Assignment 1: In the article on Oppenheimer's Apple price target, which Oppenheimer senior analyst explained the cut on CNBC?
Assignment 2: Quote the article on Oppenheimer's Apple price target word for word, from "In the days" to "additions from carriers.".
Assignment 3: Extend the article on Oppenheimer's Apple price target, picking up after its final sentence.

Provided text:

Oppenheimer has cut its price target for Apple from $220 to $200, just days ahead of the iPhone maker's fourth-quarter results release, citing China concerns and other factors.
In the days leading up to Apple's quarterly results being issued, analysts offer hot takes on what they expect the company will report. With Thursday's results release and analyst call fast approaching, Oppenheimer has taken the decision to cut down the 12-month price target for Apple from $220 to $200.
Speaking on CNBC to justify the decision, Oppenheimer senior analyst Martin Yang said China demand concerns and "macro-related factors" were behind the cut. The analyst hasn't seen consumer sentiment returning to the market in major markets, along with worsening exchange rate headwinds entering the quarter.
For the coming quarter, Yang adds that there's the belief that iPhone, Mac, and iPad shipments will be "weaker than what we expect." Demand in North America and Europe is described as being "pretty healthy," thanks to "robust" net additions from carriers.

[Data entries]
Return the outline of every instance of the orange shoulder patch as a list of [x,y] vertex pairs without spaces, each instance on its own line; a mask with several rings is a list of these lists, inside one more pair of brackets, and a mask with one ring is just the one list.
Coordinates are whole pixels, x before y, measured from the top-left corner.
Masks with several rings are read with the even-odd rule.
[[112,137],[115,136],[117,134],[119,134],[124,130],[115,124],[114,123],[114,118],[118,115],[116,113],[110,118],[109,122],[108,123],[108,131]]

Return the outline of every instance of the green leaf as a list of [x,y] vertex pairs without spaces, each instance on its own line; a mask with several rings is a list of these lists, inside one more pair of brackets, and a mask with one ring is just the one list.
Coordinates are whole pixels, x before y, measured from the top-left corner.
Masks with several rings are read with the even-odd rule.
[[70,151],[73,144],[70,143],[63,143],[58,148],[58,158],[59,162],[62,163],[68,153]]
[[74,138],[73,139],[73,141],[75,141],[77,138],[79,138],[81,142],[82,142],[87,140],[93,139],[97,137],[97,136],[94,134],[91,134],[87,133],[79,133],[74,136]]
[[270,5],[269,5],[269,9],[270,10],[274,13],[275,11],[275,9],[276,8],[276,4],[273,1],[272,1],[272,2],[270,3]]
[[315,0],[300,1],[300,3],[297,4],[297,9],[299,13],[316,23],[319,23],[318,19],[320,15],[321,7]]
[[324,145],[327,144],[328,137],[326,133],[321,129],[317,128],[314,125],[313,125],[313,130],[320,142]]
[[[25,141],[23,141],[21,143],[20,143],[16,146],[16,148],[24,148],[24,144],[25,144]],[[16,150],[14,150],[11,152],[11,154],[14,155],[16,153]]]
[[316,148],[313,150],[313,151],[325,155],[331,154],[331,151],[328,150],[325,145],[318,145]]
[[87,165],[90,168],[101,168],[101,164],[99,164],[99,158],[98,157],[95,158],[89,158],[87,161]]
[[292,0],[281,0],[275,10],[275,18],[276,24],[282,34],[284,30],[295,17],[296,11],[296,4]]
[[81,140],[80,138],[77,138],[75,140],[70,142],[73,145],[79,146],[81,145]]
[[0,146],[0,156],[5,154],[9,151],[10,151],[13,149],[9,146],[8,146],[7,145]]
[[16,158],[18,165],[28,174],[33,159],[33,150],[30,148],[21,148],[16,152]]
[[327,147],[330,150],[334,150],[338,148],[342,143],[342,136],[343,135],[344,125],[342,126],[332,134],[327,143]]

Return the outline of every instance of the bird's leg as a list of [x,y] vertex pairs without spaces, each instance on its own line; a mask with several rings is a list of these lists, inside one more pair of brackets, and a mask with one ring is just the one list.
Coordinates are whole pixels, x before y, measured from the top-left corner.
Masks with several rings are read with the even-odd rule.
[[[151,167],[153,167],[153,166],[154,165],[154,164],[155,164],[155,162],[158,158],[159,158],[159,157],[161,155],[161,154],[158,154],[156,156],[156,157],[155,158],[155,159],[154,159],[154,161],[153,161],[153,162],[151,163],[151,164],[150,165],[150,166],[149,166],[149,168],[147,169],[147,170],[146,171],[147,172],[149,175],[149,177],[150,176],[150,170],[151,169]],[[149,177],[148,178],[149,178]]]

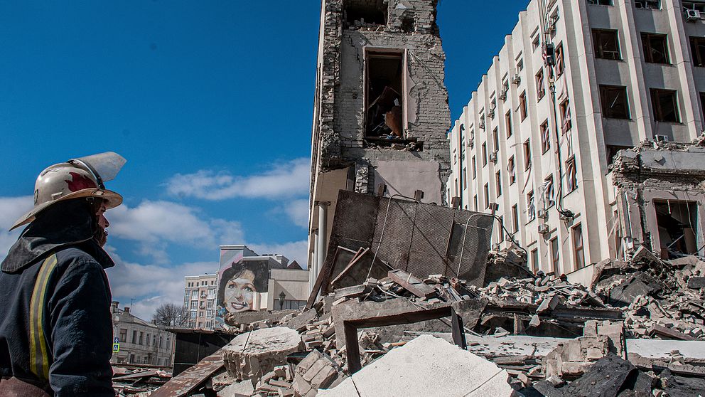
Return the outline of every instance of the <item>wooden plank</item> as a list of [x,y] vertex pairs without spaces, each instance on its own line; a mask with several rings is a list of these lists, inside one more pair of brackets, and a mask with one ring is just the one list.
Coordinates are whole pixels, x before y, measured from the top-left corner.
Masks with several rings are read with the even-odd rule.
[[420,298],[427,298],[436,293],[435,288],[404,270],[390,270],[388,275],[392,281]]

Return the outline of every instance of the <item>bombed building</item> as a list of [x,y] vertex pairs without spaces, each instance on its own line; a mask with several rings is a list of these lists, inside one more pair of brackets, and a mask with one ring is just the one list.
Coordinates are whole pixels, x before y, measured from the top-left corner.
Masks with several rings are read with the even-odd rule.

Response area 1: Martin Yang

Response area 2:
In the days leading up to Apple's quarterly results being issued, analysts offer hot takes on what they expect the company will report. With Thursday's results release and analyst call fast approaching, Oppenheimer has taken the decision to cut down the 12-month price target for Apple from $220 to $200.
Speaking on CNBC to justify the decision, Oppenheimer senior analyst Martin Yang said China demand concerns and "macro-related factors" were behind the cut. The analyst hasn't seen consumer sentiment returning to the market in major markets, along with worsening exchange rate headwinds entering the quarter.
For the coming quarter, Yang adds that there's the belief that iPhone, Mac, and iPad shipments will be "weaker than what we expect." Demand in North America and Europe is described as being "pretty healthy," thanks to "robust" net additions from carriers.

Response area 3:
On AI, Yang disagrees that Apple is behind in the market, as it is still the early stage of mass consumer adoption of the technology. Apple is "on paper" later going to market with a consumer-facing ChatGPT-style app, but Yang doesn't think Apple is "going to lose meaningful share without any meaningful competing devices on the market."
Yang is referring to Apple's progress in introducing on-device processing of queries and AI tasks.
On the "Scary Fast" event, the analyst believes the expected chip launches fit into the long-term narrative of Apple having an advantage of "very tight hardware-software integration." The event's late timing leans towards offerings benefiting consumers, especially gamers, as well as content creators and media consumers.